## TASK BRIEF
The answer must be a single number: the count of lines in the records below that contain the word "roof".

## RECORDS SUPPLIED
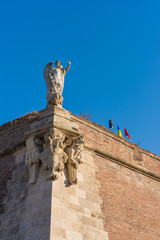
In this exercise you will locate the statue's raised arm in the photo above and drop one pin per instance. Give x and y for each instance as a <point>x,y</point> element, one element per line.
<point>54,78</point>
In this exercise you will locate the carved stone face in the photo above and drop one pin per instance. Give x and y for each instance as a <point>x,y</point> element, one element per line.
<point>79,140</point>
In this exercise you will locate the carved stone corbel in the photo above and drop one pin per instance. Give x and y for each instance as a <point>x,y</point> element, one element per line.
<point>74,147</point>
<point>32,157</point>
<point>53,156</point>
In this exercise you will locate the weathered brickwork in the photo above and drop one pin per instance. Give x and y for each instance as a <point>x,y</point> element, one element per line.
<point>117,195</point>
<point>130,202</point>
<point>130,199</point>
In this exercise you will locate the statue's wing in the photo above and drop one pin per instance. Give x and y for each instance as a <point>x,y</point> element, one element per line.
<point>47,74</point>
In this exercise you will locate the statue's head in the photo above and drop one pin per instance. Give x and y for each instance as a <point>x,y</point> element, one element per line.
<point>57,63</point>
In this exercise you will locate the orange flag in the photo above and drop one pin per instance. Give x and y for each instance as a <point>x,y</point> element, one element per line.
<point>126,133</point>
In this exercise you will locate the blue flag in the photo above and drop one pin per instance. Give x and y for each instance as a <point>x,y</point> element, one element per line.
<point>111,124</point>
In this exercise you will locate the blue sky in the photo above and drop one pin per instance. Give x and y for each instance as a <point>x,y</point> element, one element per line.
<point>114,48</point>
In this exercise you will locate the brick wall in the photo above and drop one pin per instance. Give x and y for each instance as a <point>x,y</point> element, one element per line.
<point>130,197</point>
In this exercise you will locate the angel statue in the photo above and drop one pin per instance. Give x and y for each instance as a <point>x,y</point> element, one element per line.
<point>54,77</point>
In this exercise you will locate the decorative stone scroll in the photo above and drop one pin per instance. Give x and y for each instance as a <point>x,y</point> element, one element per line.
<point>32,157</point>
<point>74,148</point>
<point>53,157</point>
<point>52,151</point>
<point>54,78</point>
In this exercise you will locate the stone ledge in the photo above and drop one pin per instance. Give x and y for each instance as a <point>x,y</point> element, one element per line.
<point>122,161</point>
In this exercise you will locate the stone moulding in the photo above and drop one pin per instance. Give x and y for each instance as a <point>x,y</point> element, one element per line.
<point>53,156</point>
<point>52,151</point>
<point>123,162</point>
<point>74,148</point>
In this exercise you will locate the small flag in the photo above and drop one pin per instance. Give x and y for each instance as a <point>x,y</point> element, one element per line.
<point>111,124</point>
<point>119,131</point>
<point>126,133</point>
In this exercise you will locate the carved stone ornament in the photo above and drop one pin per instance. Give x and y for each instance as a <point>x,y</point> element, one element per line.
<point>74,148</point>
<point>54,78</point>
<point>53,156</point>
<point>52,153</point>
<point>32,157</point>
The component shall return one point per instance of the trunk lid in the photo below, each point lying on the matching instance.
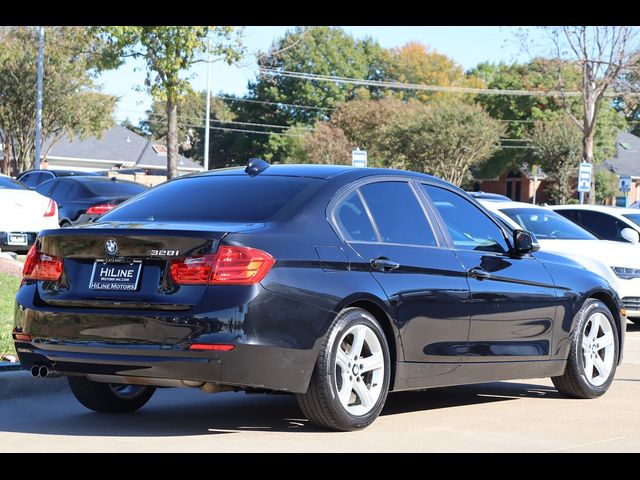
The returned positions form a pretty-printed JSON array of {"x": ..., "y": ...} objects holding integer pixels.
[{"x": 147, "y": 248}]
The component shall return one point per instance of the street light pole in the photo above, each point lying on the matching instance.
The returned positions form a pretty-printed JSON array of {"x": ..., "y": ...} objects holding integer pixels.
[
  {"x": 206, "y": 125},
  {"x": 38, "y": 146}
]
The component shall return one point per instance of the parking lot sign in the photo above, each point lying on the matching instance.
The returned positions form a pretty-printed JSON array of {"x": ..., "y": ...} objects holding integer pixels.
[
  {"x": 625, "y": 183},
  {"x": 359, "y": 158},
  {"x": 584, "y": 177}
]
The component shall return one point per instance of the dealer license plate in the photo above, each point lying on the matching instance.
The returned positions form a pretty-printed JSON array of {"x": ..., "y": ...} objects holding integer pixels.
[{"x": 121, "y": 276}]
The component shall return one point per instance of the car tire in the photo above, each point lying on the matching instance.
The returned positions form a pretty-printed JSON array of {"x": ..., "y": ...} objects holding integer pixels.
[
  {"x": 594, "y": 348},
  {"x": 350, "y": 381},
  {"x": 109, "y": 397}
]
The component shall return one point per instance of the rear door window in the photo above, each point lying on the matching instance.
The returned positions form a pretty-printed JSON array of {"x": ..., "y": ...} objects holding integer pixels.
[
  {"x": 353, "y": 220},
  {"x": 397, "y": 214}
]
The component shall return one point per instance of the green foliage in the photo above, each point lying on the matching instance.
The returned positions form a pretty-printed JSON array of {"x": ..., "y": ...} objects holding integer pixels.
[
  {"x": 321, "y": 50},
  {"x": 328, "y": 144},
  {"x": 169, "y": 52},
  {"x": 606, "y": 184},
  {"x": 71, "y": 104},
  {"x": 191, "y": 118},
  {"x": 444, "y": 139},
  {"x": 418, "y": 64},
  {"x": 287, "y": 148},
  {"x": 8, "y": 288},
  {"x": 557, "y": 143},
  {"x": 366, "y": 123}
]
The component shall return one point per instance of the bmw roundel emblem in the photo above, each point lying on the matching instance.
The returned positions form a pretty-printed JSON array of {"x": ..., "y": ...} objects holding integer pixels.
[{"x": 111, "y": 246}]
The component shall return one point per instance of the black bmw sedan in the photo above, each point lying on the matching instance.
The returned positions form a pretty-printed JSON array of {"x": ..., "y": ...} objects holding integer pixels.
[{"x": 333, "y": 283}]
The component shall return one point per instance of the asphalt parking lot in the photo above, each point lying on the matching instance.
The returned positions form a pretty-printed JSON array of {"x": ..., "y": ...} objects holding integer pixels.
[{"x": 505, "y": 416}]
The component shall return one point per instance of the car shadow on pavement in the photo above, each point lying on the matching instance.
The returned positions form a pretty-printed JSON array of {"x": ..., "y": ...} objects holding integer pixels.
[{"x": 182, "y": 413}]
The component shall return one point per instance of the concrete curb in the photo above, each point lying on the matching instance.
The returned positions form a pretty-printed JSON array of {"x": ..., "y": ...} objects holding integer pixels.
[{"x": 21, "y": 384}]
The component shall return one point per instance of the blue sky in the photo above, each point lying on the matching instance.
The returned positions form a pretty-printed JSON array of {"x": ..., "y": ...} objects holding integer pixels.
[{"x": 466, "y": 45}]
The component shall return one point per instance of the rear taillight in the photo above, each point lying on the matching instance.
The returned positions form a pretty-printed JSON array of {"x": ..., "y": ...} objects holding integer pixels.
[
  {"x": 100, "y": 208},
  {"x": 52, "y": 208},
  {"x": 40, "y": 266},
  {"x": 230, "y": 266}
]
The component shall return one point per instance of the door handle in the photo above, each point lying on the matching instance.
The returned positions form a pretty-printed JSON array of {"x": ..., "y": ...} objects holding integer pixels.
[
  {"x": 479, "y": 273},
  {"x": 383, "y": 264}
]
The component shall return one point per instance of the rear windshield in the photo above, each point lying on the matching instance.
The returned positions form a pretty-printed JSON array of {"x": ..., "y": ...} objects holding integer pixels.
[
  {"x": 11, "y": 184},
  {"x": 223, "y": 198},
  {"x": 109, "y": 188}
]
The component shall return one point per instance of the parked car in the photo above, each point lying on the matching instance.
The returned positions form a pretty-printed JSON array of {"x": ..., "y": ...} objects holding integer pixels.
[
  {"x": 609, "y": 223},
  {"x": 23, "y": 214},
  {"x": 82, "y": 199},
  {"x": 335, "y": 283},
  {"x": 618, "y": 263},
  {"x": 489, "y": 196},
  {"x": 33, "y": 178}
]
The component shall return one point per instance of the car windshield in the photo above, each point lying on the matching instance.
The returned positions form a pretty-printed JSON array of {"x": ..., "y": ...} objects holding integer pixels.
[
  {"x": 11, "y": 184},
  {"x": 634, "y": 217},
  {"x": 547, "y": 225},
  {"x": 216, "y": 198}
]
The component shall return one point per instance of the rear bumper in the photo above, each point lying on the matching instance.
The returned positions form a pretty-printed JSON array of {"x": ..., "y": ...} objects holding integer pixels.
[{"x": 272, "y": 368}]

--

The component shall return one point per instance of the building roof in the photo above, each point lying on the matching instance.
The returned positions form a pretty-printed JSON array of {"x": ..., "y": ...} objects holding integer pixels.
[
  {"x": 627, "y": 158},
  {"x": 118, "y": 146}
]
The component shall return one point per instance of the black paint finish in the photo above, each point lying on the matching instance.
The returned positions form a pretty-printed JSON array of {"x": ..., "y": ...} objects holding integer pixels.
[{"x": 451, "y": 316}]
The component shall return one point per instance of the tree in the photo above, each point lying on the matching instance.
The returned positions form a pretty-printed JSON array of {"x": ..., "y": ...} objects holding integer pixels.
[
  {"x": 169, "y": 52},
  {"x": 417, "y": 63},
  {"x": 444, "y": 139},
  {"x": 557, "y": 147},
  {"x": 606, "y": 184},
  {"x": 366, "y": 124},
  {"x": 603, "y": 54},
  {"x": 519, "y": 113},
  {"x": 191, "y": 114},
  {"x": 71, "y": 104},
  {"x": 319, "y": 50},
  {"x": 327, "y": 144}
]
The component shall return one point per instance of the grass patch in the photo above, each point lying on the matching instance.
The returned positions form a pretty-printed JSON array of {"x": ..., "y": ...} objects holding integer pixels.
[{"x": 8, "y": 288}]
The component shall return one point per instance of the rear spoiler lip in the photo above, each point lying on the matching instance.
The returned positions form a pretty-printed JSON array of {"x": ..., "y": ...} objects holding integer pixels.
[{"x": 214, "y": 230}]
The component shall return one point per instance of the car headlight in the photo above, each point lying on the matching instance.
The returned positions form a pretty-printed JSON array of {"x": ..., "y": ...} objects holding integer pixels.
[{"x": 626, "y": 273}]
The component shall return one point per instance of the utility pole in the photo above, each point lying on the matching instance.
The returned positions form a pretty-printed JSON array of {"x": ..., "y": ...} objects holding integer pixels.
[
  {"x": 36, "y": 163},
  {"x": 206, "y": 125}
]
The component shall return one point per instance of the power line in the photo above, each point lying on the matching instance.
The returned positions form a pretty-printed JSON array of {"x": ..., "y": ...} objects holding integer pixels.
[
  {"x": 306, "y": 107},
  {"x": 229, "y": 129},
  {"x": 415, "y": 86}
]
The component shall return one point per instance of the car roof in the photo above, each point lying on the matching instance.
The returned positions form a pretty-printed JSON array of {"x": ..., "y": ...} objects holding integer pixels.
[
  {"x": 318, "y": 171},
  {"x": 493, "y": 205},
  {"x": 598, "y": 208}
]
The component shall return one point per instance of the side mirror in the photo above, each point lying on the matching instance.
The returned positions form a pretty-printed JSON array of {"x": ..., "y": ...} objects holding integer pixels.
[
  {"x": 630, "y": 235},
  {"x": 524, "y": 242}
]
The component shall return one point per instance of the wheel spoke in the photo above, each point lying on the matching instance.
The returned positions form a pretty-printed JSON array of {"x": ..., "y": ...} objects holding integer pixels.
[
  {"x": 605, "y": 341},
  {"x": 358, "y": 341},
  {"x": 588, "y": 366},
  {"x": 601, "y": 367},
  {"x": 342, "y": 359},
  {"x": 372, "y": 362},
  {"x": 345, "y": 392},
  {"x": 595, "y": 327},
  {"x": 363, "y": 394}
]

## OUTPUT
2